*Working data*.
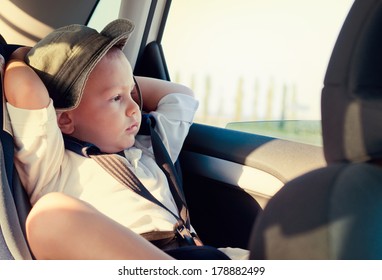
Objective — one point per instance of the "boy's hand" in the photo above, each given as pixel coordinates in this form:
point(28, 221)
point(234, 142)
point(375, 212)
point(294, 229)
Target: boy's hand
point(22, 86)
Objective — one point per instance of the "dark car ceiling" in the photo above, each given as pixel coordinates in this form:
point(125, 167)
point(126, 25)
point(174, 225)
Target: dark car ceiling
point(52, 14)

*Problem description*. Give back the full listing exactly, with pictures dropped.

*Written solution*.
Objective — one point per instance of the "boy's hand" in the photo above, each given as pixel coordinates in this form:
point(28, 221)
point(234, 142)
point(375, 212)
point(294, 229)
Target: boy's hand
point(22, 86)
Objective — one point per instance of the "dark car ceiling" in the photo above, each given as pixel coordinates in this form:
point(125, 167)
point(126, 25)
point(174, 225)
Target: dark car ceiling
point(52, 14)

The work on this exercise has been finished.